[Collected data]
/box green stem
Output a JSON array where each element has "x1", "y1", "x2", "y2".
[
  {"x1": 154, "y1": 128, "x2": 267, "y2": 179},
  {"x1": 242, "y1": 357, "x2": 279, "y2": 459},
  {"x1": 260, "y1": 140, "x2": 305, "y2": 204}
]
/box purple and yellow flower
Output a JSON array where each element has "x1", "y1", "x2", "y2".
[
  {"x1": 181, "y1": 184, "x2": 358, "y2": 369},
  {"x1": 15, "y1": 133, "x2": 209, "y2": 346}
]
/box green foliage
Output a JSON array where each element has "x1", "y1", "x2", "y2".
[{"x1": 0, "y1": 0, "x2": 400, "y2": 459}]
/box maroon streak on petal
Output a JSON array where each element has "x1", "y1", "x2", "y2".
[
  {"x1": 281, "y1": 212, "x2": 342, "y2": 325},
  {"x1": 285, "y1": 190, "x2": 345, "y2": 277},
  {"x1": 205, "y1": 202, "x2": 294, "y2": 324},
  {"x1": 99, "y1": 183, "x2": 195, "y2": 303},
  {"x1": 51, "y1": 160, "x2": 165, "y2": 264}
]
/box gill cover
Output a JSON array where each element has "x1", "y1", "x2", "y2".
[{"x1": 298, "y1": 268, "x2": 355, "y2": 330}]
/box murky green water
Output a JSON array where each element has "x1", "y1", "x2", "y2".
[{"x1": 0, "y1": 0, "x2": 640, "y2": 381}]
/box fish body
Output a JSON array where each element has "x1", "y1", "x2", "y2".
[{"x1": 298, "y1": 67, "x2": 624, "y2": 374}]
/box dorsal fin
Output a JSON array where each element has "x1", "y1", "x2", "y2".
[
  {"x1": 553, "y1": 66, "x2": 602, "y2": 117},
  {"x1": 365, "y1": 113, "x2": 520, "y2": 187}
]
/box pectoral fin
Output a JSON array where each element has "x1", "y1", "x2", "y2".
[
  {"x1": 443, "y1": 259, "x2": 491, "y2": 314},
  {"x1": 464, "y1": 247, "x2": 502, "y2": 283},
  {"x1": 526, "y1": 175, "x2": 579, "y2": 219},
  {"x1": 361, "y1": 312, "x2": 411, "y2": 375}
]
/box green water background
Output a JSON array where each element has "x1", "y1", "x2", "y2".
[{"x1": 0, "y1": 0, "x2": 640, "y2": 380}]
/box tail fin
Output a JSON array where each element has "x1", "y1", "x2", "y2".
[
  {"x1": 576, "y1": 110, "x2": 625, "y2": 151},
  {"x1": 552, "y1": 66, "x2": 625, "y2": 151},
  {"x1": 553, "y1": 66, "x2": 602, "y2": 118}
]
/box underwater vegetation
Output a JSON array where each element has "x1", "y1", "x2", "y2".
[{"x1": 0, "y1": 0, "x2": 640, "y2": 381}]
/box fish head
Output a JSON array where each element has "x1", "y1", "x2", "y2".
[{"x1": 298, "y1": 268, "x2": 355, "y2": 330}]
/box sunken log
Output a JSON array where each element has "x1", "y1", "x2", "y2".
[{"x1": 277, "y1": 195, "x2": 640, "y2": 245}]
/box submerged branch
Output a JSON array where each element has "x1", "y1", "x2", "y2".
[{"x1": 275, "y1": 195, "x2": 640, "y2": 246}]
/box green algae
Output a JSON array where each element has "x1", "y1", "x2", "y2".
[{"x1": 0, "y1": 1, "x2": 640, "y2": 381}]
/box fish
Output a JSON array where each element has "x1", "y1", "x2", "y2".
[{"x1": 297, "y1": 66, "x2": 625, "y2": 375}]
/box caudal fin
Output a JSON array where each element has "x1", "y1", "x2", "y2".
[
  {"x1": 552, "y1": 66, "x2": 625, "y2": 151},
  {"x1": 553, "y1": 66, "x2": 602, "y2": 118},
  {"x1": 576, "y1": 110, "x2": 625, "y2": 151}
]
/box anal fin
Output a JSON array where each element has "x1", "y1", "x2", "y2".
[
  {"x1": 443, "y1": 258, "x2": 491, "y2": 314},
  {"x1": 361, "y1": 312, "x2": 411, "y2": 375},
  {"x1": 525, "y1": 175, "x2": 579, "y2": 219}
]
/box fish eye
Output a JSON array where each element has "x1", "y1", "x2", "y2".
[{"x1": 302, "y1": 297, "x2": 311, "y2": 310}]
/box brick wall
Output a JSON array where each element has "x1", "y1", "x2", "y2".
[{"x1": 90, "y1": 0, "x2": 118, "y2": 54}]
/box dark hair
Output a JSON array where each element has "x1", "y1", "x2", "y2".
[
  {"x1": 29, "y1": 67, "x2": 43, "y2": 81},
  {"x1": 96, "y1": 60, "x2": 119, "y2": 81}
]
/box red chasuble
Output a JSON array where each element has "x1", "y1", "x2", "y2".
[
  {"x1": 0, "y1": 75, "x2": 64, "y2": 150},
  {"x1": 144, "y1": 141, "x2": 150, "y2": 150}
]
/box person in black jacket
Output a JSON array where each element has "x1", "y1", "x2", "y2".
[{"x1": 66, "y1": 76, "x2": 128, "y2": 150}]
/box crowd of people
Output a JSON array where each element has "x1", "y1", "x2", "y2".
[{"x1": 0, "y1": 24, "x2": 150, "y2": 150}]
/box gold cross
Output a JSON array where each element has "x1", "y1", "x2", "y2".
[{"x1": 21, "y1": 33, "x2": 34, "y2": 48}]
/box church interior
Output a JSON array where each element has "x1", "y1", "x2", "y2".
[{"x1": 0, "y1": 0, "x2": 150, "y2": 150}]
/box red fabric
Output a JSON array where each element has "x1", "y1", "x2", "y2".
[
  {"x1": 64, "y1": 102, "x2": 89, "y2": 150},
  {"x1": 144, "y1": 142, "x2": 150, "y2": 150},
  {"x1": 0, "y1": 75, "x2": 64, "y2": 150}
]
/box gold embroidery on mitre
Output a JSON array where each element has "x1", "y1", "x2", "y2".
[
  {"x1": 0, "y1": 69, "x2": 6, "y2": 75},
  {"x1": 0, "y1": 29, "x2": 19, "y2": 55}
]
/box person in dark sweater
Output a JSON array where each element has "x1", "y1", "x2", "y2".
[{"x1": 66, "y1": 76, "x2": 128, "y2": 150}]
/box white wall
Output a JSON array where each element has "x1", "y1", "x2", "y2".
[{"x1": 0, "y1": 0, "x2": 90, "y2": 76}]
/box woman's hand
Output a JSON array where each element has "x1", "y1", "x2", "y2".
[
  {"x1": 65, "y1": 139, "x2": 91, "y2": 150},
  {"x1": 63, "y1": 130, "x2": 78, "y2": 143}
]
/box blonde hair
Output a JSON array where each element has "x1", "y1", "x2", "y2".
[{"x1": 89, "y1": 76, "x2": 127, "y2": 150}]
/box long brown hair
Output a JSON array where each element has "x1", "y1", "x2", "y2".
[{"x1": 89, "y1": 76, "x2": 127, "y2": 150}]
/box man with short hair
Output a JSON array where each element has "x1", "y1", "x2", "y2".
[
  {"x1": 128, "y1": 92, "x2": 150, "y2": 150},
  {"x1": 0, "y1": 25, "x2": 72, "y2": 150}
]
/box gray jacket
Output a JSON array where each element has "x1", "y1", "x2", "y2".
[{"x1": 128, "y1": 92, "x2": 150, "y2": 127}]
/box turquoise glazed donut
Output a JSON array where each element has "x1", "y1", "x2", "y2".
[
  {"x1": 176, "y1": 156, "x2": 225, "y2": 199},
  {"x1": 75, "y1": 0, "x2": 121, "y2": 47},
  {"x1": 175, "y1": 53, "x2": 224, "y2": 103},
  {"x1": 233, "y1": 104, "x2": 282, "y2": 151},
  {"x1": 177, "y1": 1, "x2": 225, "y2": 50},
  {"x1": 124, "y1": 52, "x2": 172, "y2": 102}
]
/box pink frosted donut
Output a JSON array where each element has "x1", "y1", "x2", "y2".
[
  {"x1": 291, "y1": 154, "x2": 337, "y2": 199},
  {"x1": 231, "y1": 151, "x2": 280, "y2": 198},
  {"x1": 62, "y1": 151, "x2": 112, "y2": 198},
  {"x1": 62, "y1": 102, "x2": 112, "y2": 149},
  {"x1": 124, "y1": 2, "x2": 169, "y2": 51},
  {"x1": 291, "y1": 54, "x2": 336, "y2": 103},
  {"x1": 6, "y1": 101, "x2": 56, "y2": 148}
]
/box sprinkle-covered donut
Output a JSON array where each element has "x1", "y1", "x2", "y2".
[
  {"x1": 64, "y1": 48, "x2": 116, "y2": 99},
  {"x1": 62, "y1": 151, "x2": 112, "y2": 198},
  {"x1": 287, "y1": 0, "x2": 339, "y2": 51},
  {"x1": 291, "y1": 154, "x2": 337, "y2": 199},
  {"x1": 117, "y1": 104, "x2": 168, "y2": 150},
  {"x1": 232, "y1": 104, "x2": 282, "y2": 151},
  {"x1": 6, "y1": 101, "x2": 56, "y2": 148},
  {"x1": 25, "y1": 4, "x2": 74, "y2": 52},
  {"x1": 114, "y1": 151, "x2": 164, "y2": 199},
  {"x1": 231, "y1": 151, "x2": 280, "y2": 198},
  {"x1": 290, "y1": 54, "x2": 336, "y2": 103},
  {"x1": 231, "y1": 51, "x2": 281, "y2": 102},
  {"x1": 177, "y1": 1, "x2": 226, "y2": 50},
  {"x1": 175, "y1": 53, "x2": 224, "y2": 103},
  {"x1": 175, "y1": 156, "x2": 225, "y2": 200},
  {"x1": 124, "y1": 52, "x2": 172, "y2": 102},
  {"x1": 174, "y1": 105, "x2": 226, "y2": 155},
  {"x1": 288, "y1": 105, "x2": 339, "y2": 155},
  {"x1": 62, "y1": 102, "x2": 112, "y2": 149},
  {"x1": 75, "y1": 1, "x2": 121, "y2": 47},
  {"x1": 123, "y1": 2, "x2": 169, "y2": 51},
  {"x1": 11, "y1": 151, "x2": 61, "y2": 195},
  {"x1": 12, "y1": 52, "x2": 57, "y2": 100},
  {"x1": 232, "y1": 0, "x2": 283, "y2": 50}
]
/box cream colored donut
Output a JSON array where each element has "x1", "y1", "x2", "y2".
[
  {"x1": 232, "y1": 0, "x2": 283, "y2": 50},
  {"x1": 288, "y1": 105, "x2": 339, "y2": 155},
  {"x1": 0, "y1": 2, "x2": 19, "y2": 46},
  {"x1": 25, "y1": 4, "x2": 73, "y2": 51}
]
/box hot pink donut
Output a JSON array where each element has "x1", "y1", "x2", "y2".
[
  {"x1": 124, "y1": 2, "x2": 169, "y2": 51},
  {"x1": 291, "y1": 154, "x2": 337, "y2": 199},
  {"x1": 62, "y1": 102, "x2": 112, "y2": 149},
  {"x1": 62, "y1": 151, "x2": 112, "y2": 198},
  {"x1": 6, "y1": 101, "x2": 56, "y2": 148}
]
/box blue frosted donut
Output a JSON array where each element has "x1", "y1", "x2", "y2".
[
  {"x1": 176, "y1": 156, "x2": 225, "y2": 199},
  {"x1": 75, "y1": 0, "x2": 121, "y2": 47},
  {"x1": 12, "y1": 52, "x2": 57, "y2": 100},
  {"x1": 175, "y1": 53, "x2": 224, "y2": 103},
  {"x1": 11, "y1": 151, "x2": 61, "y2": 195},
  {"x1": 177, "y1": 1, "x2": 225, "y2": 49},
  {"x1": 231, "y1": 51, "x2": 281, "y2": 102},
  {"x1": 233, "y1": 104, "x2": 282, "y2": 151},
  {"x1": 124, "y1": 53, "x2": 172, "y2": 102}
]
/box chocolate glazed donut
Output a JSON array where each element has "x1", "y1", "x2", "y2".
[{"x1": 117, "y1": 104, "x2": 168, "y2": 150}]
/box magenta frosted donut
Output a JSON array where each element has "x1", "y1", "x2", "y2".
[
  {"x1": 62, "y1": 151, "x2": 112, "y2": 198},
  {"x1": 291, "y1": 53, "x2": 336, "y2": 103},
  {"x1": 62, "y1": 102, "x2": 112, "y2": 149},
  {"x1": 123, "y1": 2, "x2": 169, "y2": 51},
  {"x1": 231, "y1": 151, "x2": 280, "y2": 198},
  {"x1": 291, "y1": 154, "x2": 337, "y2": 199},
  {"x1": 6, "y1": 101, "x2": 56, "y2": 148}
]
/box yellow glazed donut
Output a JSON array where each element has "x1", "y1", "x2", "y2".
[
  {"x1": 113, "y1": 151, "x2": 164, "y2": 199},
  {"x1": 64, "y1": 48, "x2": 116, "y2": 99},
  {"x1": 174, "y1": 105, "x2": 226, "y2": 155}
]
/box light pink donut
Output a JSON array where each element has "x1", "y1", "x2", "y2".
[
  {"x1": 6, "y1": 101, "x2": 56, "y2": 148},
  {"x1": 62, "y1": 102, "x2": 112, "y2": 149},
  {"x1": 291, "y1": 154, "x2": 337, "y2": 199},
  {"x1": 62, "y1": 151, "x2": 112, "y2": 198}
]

Task objective: Everything from the line containing "blue frosted donut" through the last line of the records must be given again exactly; leave out all other lines.

Solution for this problem:
/box blue frosted donut
Output a JSON array where each element has "x1", "y1", "x2", "y2".
[
  {"x1": 176, "y1": 156, "x2": 225, "y2": 199},
  {"x1": 75, "y1": 0, "x2": 121, "y2": 47},
  {"x1": 12, "y1": 52, "x2": 57, "y2": 100},
  {"x1": 175, "y1": 53, "x2": 224, "y2": 103},
  {"x1": 11, "y1": 151, "x2": 61, "y2": 195},
  {"x1": 177, "y1": 1, "x2": 225, "y2": 49},
  {"x1": 231, "y1": 51, "x2": 281, "y2": 102},
  {"x1": 233, "y1": 104, "x2": 282, "y2": 151},
  {"x1": 124, "y1": 53, "x2": 172, "y2": 102}
]
/box chocolate glazed donut
Output a JSON array where each element has "x1", "y1", "x2", "y2".
[{"x1": 117, "y1": 104, "x2": 168, "y2": 150}]
/box magenta frosted donut
Output a JSON array where each element has "x1", "y1", "x2", "y2".
[
  {"x1": 62, "y1": 151, "x2": 112, "y2": 198},
  {"x1": 291, "y1": 53, "x2": 336, "y2": 103},
  {"x1": 62, "y1": 102, "x2": 112, "y2": 149},
  {"x1": 123, "y1": 2, "x2": 169, "y2": 51},
  {"x1": 231, "y1": 151, "x2": 280, "y2": 198},
  {"x1": 291, "y1": 154, "x2": 337, "y2": 199},
  {"x1": 6, "y1": 101, "x2": 56, "y2": 148}
]
/box yellow glazed donut
Output a JSON array where each element has "x1", "y1", "x2", "y2".
[
  {"x1": 113, "y1": 151, "x2": 164, "y2": 199},
  {"x1": 64, "y1": 48, "x2": 116, "y2": 99},
  {"x1": 174, "y1": 105, "x2": 226, "y2": 155}
]
/box light pink donut
Output a JSON array where each element has "x1", "y1", "x2", "y2".
[
  {"x1": 6, "y1": 101, "x2": 56, "y2": 148},
  {"x1": 62, "y1": 102, "x2": 112, "y2": 149},
  {"x1": 291, "y1": 154, "x2": 337, "y2": 199},
  {"x1": 62, "y1": 151, "x2": 112, "y2": 198}
]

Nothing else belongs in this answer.